#### Exercise materials:
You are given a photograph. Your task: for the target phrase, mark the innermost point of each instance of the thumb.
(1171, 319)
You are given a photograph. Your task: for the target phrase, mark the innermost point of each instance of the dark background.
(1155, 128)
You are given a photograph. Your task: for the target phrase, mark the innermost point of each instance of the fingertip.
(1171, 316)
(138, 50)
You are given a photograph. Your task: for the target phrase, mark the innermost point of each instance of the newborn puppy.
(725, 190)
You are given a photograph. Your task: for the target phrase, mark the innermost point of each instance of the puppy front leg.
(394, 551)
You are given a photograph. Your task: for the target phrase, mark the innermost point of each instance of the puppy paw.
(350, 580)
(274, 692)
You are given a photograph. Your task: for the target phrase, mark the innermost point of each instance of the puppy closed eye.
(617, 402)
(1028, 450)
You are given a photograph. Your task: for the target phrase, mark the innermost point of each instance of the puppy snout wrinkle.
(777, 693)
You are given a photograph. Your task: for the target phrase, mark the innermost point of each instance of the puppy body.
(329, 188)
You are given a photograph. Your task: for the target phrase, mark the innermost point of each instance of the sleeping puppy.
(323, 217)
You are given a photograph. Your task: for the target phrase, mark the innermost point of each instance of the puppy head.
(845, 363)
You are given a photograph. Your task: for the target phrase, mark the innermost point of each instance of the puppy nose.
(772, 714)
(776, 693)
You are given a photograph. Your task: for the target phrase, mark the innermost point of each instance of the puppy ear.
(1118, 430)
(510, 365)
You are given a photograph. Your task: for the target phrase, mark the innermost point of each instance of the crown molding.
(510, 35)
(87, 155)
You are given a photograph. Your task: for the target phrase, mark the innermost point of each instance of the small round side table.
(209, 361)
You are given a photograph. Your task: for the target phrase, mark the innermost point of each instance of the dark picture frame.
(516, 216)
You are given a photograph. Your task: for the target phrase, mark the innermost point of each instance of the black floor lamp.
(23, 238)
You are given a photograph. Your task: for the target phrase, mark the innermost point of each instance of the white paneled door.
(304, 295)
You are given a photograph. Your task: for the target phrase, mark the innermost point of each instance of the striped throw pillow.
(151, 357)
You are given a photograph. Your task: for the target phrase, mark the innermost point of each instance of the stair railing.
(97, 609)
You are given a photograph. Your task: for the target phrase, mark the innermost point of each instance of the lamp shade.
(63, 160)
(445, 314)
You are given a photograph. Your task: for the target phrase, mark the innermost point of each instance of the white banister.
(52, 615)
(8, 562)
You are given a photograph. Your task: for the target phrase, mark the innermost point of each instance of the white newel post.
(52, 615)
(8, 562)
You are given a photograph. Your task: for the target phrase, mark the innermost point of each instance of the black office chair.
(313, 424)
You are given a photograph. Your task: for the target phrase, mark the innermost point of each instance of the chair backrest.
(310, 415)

#### Instructions to follow:
All of the entries must be written out exactly as they stand.

#### Task answer:
You are given a photograph. Your task: for the target phrase, mark the innermost point of each instance of the thumb.
(1171, 319)
You are given a photograph. Your task: for the target phrase, mark the innermost point of each instance of the dark background.
(1155, 128)
You are given a photograph. Your task: for the target phrase, mark the innermost point of each instance of the fingertip.
(1171, 316)
(138, 50)
You are given a photograph. Your task: for the target phrase, mark the innermost point of each instance of the newborn puppy.
(725, 190)
You are given a photograph. Your task: for the target phrase, mark the innermost point of each instance of the puppy front leg.
(394, 551)
You are given a photograph. Your task: for the target phrase, mark the innermost point of each instance of the puppy paw.
(350, 580)
(274, 692)
You are given a photograph. Your task: for the target phrase, mark the innermost point of each instance of the puppy closed eye.
(617, 402)
(1028, 450)
You are given a photograph. Your task: for the target phrase, mark the innermost point of each instance of the puppy snout wrinkle.
(777, 693)
You are given a photograph. Your task: for the target phrase, mark the innermost point of each instance of the puppy body.
(329, 188)
You are given a photograph. Your task: for the target phrase, mark the innermost point of each instance of the sleeping puppy.
(323, 217)
You are given a photograph. Your task: for the target phrase, mark the innermost point of each instance of the puppy head.
(845, 363)
You are given a photograph. Your task: for the target phrase, mark the innermost point of each instance of the puppy nose.
(772, 714)
(776, 693)
You are given a photograph. Your task: for the target phrase, mark the innermost point of each instance of the puppy ear.
(1118, 430)
(510, 365)
You are given a photograph. Your task: for the target phrase, mark the innermost point of each instance of the crown molding.
(510, 35)
(87, 155)
You are given a photograph. Your task: for the target phrase, mark the innermost point of each instance of the small round side table.
(209, 361)
You are given a photograph. Your task: for the target phrase, mark the innermost point of each instance of the dark picture frame.
(516, 216)
You are given a photograph. Your task: for the target phrase, mark the innermost point of each instance of the black floor lamp.
(23, 238)
You are given a photograph. Your task: for the target phrase, mark the innermost point of each instance of the white paneled door.
(304, 295)
You are given a photograph. Your task: for the target phrase, mark the innermost point of each instance of the striped throw pillow.
(151, 357)
You are given a photograph. Your task: for the target phrase, mark the innermost point of each instance of the stair railing.
(97, 609)
You are given a photograph. Your task: for the target phrase, mark the innermost point of each instance of the lamp shade.
(63, 160)
(445, 314)
You are given a photograph. Your task: for the target phrase, mark the innermost point of each instance of the white banister.
(52, 615)
(8, 562)
You are given a photograph. Your task: for the target phrase, mark the innermost point of each instance of the white newel post.
(52, 615)
(8, 562)
You are given a photograph. Your task: for the target phrase, mark the innermost point of each instance of the black office chair.
(313, 424)
You are given a photograph. Your task: for the target phrase, mark the innermost point of each instance of the chair backrest.
(310, 415)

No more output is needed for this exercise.